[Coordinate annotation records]
>> Start

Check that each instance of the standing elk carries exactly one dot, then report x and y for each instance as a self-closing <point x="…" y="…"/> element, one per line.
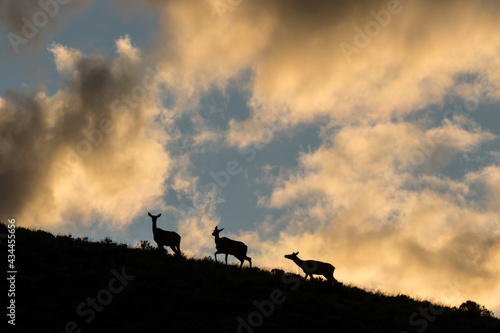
<point x="311" y="267"/>
<point x="229" y="246"/>
<point x="165" y="238"/>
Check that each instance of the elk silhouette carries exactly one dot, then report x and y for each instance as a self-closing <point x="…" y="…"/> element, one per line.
<point x="311" y="267"/>
<point x="165" y="238"/>
<point x="229" y="246"/>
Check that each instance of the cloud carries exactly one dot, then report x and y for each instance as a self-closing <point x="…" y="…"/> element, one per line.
<point x="424" y="234"/>
<point x="297" y="62"/>
<point x="28" y="23"/>
<point x="373" y="197"/>
<point x="92" y="151"/>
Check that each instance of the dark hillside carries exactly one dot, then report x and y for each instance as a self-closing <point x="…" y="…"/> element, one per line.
<point x="67" y="285"/>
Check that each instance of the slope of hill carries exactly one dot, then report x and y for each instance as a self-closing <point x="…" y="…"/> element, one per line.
<point x="73" y="285"/>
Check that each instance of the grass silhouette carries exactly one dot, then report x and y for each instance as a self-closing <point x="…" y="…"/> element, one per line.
<point x="56" y="274"/>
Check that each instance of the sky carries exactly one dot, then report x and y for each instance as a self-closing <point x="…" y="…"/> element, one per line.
<point x="360" y="133"/>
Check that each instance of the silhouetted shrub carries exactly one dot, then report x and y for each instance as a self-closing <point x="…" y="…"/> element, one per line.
<point x="475" y="309"/>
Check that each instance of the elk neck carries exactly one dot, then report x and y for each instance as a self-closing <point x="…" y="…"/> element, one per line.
<point x="297" y="261"/>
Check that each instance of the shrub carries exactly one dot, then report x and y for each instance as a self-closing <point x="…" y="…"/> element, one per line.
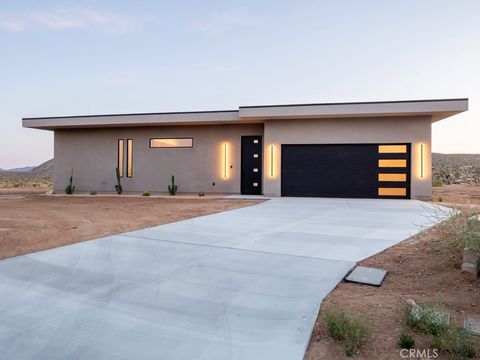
<point x="426" y="318"/>
<point x="70" y="189"/>
<point x="456" y="342"/>
<point x="461" y="229"/>
<point x="172" y="189"/>
<point x="406" y="341"/>
<point x="118" y="186"/>
<point x="352" y="329"/>
<point x="337" y="324"/>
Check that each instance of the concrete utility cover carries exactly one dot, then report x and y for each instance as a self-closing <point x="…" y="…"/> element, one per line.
<point x="242" y="284"/>
<point x="368" y="276"/>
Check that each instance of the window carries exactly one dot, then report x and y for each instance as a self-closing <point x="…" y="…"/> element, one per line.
<point x="120" y="156"/>
<point x="171" y="143"/>
<point x="392" y="163"/>
<point x="392" y="149"/>
<point x="129" y="157"/>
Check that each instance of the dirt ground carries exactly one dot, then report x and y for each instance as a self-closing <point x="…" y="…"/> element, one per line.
<point x="31" y="221"/>
<point x="421" y="268"/>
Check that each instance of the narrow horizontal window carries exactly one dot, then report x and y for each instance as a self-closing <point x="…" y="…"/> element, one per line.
<point x="120" y="160"/>
<point x="392" y="177"/>
<point x="171" y="143"/>
<point x="392" y="149"/>
<point x="129" y="158"/>
<point x="392" y="163"/>
<point x="392" y="192"/>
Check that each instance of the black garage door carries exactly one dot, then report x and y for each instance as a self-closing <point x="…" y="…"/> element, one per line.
<point x="350" y="171"/>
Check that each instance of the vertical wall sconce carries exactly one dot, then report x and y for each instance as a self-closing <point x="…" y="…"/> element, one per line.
<point x="271" y="161"/>
<point x="225" y="161"/>
<point x="422" y="162"/>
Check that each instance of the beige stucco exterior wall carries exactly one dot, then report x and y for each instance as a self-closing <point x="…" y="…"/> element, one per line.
<point x="92" y="153"/>
<point x="414" y="130"/>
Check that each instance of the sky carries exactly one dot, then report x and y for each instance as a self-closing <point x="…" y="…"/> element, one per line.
<point x="124" y="56"/>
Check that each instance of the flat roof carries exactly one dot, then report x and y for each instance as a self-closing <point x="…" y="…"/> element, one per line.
<point x="437" y="108"/>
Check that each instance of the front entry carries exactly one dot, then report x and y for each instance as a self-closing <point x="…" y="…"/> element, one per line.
<point x="251" y="175"/>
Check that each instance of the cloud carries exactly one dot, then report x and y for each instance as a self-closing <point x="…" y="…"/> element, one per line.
<point x="218" y="23"/>
<point x="65" y="20"/>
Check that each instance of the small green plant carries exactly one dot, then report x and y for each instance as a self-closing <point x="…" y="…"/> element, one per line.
<point x="352" y="329"/>
<point x="426" y="318"/>
<point x="118" y="187"/>
<point x="337" y="324"/>
<point x="172" y="189"/>
<point x="70" y="189"/>
<point x="406" y="341"/>
<point x="456" y="342"/>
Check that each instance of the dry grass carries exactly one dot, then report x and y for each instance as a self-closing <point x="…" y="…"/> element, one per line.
<point x="425" y="268"/>
<point x="31" y="221"/>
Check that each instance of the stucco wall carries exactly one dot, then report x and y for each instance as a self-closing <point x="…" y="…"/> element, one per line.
<point x="414" y="130"/>
<point x="92" y="153"/>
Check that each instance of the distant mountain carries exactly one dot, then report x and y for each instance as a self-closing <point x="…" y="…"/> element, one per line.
<point x="21" y="169"/>
<point x="36" y="177"/>
<point x="456" y="168"/>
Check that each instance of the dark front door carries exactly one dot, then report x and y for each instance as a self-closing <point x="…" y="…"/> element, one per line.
<point x="251" y="177"/>
<point x="346" y="170"/>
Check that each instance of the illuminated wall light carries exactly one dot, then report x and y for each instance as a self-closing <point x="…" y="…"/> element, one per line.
<point x="421" y="162"/>
<point x="225" y="161"/>
<point x="271" y="161"/>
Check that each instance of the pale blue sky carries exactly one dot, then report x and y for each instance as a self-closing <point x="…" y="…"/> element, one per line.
<point x="90" y="57"/>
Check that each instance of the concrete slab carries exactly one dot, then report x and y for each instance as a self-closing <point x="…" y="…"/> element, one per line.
<point x="367" y="276"/>
<point x="243" y="284"/>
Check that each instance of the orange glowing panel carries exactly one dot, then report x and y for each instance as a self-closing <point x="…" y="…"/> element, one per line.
<point x="392" y="177"/>
<point x="392" y="163"/>
<point x="392" y="149"/>
<point x="392" y="192"/>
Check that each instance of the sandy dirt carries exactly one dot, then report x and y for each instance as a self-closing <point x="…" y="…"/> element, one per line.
<point x="420" y="268"/>
<point x="31" y="221"/>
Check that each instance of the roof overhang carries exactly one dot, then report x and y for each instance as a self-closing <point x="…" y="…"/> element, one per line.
<point x="436" y="109"/>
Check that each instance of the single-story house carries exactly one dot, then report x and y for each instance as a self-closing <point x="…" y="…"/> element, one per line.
<point x="349" y="150"/>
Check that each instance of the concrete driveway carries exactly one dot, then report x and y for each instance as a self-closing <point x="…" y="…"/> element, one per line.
<point x="243" y="284"/>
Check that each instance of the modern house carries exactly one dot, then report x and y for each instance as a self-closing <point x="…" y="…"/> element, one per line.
<point x="357" y="150"/>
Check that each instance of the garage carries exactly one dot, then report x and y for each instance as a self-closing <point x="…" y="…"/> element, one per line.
<point x="346" y="170"/>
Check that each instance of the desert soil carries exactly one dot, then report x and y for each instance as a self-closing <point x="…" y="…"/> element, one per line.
<point x="420" y="268"/>
<point x="32" y="221"/>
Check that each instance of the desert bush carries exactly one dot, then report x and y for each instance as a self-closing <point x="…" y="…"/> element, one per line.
<point x="172" y="189"/>
<point x="118" y="186"/>
<point x="456" y="342"/>
<point x="406" y="341"/>
<point x="461" y="229"/>
<point x="70" y="189"/>
<point x="352" y="329"/>
<point x="426" y="318"/>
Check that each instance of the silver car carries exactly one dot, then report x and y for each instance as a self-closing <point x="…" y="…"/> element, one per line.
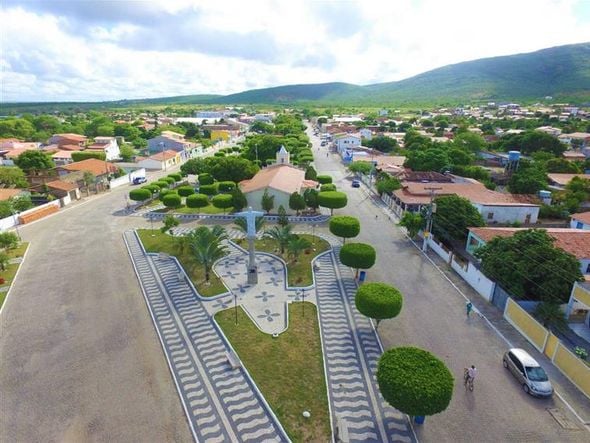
<point x="528" y="372"/>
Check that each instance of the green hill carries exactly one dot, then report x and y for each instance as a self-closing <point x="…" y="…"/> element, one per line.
<point x="560" y="72"/>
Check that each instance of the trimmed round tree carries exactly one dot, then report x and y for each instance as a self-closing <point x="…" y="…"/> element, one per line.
<point x="222" y="201"/>
<point x="378" y="301"/>
<point x="160" y="184"/>
<point x="324" y="179"/>
<point x="208" y="189"/>
<point x="328" y="187"/>
<point x="226" y="186"/>
<point x="414" y="381"/>
<point x="185" y="191"/>
<point x="197" y="201"/>
<point x="206" y="179"/>
<point x="358" y="256"/>
<point x="332" y="200"/>
<point x="172" y="200"/>
<point x="140" y="195"/>
<point x="345" y="226"/>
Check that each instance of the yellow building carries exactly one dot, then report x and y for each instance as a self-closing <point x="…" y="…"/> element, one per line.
<point x="219" y="134"/>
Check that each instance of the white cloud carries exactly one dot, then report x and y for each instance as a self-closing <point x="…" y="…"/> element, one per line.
<point x="102" y="50"/>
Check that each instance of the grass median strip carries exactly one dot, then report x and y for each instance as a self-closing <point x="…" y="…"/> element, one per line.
<point x="156" y="241"/>
<point x="287" y="369"/>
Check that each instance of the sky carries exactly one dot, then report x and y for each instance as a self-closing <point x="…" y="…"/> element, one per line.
<point x="94" y="50"/>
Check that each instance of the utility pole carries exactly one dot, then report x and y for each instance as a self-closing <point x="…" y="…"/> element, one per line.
<point x="431" y="211"/>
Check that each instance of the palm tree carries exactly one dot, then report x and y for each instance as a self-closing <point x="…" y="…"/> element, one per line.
<point x="242" y="224"/>
<point x="297" y="245"/>
<point x="281" y="234"/>
<point x="206" y="246"/>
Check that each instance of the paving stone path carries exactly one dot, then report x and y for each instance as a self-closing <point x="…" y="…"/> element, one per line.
<point x="221" y="402"/>
<point x="351" y="352"/>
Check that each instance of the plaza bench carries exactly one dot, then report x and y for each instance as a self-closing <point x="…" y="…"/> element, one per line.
<point x="233" y="360"/>
<point x="342" y="430"/>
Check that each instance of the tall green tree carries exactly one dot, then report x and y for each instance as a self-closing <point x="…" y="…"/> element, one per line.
<point x="206" y="246"/>
<point x="378" y="301"/>
<point x="414" y="381"/>
<point x="413" y="222"/>
<point x="453" y="216"/>
<point x="33" y="160"/>
<point x="528" y="265"/>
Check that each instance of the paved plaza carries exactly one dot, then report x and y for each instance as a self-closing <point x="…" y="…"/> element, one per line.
<point x="350" y="345"/>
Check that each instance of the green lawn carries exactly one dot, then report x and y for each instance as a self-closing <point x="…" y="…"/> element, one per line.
<point x="186" y="210"/>
<point x="300" y="272"/>
<point x="160" y="242"/>
<point x="288" y="369"/>
<point x="10" y="271"/>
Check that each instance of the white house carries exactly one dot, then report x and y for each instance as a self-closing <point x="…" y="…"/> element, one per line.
<point x="580" y="220"/>
<point x="171" y="141"/>
<point x="279" y="180"/>
<point x="495" y="207"/>
<point x="346" y="141"/>
<point x="366" y="133"/>
<point x="573" y="241"/>
<point x="161" y="161"/>
<point x="108" y="145"/>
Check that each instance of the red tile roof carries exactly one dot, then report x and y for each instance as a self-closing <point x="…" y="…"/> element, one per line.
<point x="475" y="192"/>
<point x="283" y="178"/>
<point x="584" y="217"/>
<point x="92" y="165"/>
<point x="574" y="241"/>
<point x="61" y="185"/>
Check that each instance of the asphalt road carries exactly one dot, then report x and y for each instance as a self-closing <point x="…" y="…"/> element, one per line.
<point x="433" y="318"/>
<point x="79" y="356"/>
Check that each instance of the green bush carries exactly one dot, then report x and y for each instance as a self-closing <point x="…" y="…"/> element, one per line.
<point x="140" y="194"/>
<point x="324" y="179"/>
<point x="332" y="200"/>
<point x="172" y="200"/>
<point x="185" y="191"/>
<point x="358" y="255"/>
<point x="226" y="186"/>
<point x="197" y="201"/>
<point x="165" y="192"/>
<point x="160" y="184"/>
<point x="206" y="179"/>
<point x="378" y="301"/>
<point x="328" y="187"/>
<point x="345" y="226"/>
<point x="414" y="381"/>
<point x="152" y="188"/>
<point x="222" y="201"/>
<point x="208" y="189"/>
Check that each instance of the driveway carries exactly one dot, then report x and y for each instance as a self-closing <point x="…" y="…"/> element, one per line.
<point x="433" y="318"/>
<point x="79" y="357"/>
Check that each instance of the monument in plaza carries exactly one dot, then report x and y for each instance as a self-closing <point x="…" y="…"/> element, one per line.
<point x="250" y="217"/>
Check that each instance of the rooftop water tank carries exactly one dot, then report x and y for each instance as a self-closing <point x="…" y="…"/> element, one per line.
<point x="513" y="156"/>
<point x="544" y="194"/>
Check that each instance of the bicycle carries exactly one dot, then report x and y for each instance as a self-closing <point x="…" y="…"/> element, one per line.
<point x="468" y="381"/>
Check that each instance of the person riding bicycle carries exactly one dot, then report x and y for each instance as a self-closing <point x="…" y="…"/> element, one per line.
<point x="470" y="374"/>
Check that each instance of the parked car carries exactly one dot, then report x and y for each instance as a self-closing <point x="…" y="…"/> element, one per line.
<point x="528" y="372"/>
<point x="139" y="180"/>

>> End

Repeat exactly the lines from the one containing "Check that each instance of the green bush" through the last line of the records above, both included, and nothing else.

Check that each instance of the green bush carries exactly one dot, then report x and y for each instance as a self-closing <point x="…" y="…"/> element, one per line.
<point x="140" y="194"/>
<point x="324" y="179"/>
<point x="332" y="200"/>
<point x="172" y="200"/>
<point x="185" y="191"/>
<point x="358" y="255"/>
<point x="226" y="186"/>
<point x="197" y="201"/>
<point x="165" y="192"/>
<point x="160" y="184"/>
<point x="206" y="179"/>
<point x="378" y="301"/>
<point x="328" y="187"/>
<point x="345" y="226"/>
<point x="414" y="381"/>
<point x="152" y="188"/>
<point x="222" y="201"/>
<point x="208" y="189"/>
Check that each instance of the driveway carries exactly one dot, then report x and y for each instance as a self-closing <point x="…" y="…"/> element, one per line.
<point x="433" y="318"/>
<point x="79" y="357"/>
Check that each instance of the monument in plaza carries exactly one dot, then report x and y for each instance as a self-closing <point x="…" y="…"/> element, one per line.
<point x="250" y="217"/>
Check that each instance of the rooftop water tank carries exactly one dot, then report x and y for each instance as a self-closing <point x="…" y="…"/> element, one per line.
<point x="513" y="156"/>
<point x="544" y="194"/>
Check that each instance of the bicycle carries exactly one dot, then report x and y for each instance as a self-closing <point x="…" y="…"/> element, one per line.
<point x="468" y="381"/>
Check that each instance of the person riding bicycle carries exactly one dot, then report x and y for each instance as a self-closing <point x="…" y="…"/> element, one per line.
<point x="470" y="374"/>
Check that each instance of the parked car carries exactly one dot, then report x and y for each instance as a self-closing <point x="…" y="…"/> element, one per line.
<point x="528" y="372"/>
<point x="139" y="180"/>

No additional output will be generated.